Supplied information:

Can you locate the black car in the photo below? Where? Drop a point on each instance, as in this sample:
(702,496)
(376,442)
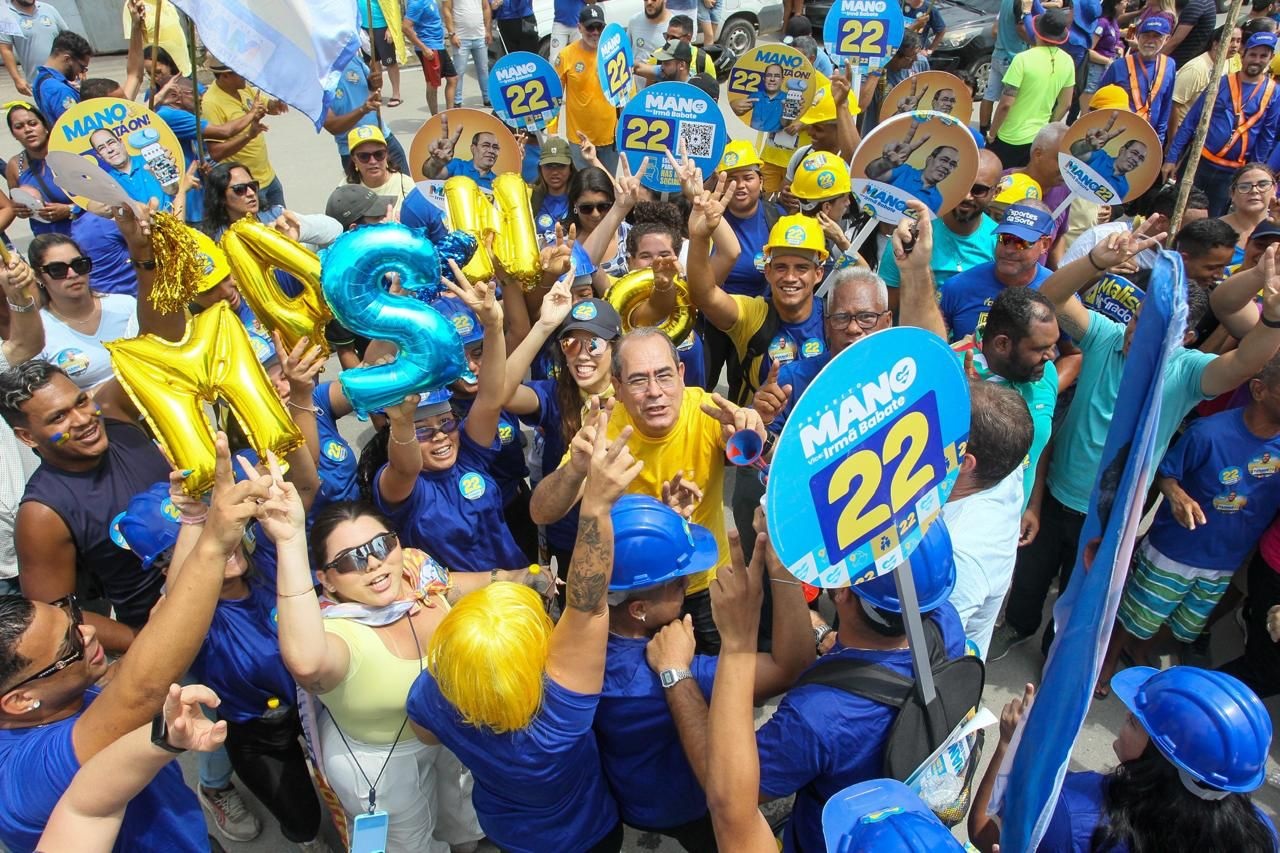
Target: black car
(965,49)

==

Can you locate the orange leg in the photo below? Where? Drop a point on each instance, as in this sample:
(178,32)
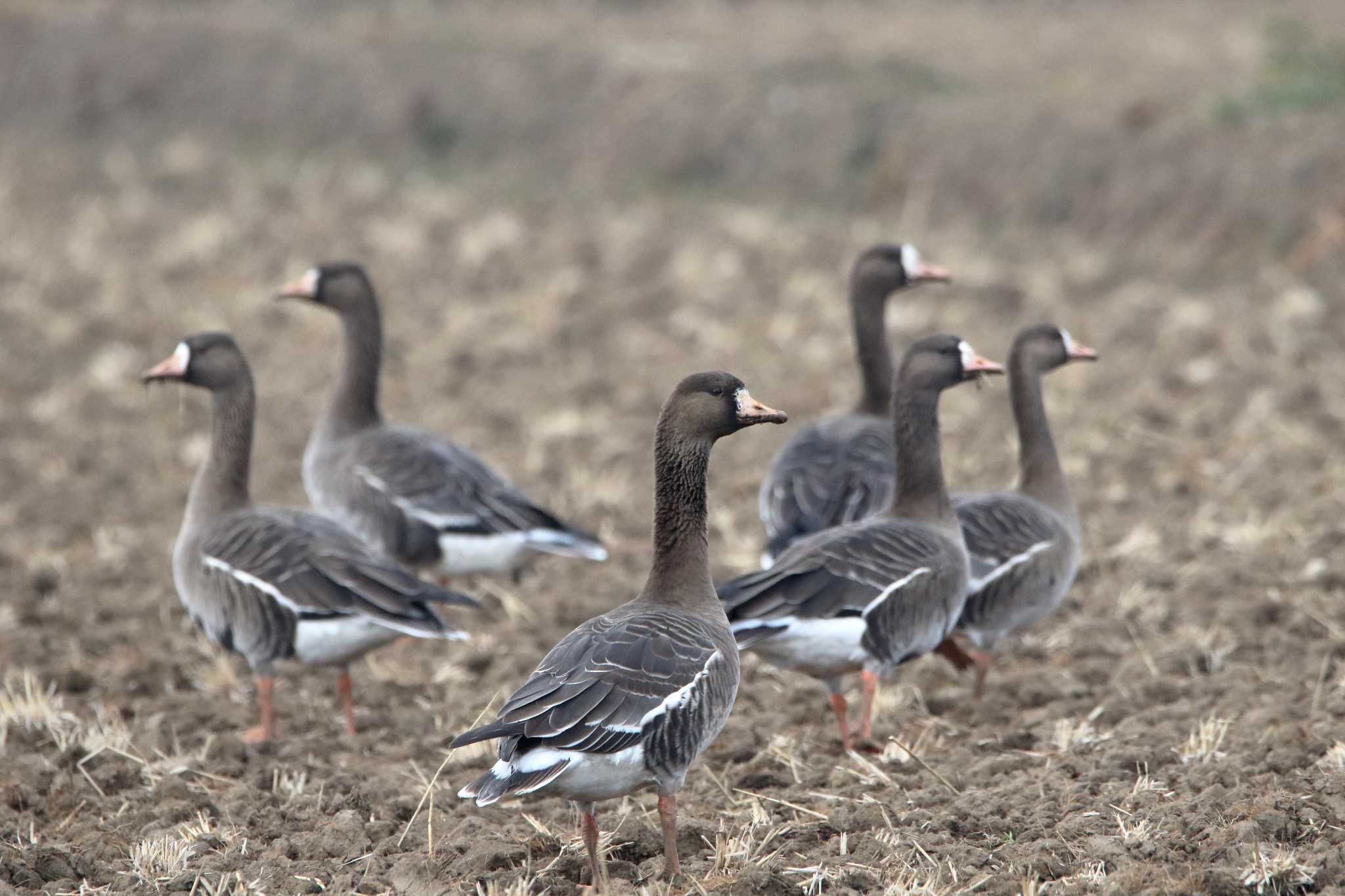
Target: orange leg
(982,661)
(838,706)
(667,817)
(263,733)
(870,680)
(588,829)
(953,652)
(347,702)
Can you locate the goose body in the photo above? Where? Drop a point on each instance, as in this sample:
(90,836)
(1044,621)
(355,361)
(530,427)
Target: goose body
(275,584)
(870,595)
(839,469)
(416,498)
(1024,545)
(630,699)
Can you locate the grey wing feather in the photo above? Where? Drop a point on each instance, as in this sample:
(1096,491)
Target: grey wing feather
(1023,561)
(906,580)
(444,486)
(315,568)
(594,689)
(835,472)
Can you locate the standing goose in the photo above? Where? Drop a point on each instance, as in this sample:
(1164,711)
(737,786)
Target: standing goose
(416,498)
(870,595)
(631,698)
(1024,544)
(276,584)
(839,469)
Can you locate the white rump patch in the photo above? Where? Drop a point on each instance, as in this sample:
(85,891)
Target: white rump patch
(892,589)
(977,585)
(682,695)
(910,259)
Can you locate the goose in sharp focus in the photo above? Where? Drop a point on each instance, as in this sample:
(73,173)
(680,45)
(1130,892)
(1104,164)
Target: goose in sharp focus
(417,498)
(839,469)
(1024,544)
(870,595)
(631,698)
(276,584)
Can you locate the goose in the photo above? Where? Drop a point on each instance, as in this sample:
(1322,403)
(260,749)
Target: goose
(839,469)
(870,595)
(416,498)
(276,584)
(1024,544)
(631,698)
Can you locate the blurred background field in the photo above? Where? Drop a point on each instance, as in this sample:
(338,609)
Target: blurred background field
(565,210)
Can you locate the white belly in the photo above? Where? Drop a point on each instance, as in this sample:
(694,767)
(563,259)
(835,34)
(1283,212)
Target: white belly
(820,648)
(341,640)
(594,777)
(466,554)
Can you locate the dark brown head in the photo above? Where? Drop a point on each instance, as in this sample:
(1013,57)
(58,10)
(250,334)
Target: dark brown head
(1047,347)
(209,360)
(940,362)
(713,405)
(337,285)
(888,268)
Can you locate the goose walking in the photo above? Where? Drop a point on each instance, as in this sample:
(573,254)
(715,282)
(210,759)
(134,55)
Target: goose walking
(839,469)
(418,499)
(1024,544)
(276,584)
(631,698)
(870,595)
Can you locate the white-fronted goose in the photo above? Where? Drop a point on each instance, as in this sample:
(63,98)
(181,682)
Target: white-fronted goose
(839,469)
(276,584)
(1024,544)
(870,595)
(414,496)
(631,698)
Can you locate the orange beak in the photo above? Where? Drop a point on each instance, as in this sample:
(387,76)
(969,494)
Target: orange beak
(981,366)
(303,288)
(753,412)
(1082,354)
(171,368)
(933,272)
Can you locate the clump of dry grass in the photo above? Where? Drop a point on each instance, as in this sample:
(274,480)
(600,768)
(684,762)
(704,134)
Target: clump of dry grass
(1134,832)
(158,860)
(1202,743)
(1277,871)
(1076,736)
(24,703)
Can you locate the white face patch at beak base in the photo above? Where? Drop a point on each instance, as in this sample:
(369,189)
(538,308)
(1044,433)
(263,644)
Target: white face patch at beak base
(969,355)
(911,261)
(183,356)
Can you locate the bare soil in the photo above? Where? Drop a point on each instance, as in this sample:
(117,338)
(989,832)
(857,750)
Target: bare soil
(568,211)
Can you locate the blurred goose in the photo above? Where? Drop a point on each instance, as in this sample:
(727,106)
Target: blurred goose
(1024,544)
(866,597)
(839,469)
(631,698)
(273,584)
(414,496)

Instruction:
Pull out every line from the records above that contains the word "grey", counting only matches with the same capitalization.

Result:
Can you locate the grey wing feather in the photo above? Where? Drop a point on each instance, as in this sample:
Target: grey wing feather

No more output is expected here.